## Description of the task:
A single number is required: the count of lines in the following entries that include the word "window".

## Available data:
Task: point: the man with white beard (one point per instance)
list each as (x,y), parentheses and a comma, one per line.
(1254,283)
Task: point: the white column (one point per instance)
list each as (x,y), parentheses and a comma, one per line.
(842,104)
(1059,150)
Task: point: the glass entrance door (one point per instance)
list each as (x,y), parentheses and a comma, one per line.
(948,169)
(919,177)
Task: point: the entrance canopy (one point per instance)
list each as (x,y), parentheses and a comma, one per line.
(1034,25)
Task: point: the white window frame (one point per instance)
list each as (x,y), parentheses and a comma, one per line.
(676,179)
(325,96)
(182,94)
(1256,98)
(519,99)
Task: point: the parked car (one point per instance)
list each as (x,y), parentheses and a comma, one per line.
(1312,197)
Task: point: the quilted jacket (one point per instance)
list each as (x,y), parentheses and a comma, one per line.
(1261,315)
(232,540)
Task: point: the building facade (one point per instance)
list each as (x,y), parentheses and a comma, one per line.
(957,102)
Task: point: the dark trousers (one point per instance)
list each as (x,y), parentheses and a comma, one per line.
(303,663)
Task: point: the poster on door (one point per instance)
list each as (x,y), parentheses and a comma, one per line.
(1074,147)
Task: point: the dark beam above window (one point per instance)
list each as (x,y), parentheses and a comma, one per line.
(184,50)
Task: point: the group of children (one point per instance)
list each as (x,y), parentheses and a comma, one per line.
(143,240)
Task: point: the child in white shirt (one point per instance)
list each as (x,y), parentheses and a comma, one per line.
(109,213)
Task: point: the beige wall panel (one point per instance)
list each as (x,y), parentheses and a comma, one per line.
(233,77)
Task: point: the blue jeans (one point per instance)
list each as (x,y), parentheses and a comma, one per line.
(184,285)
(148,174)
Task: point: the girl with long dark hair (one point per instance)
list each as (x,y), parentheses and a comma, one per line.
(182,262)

## Output:
2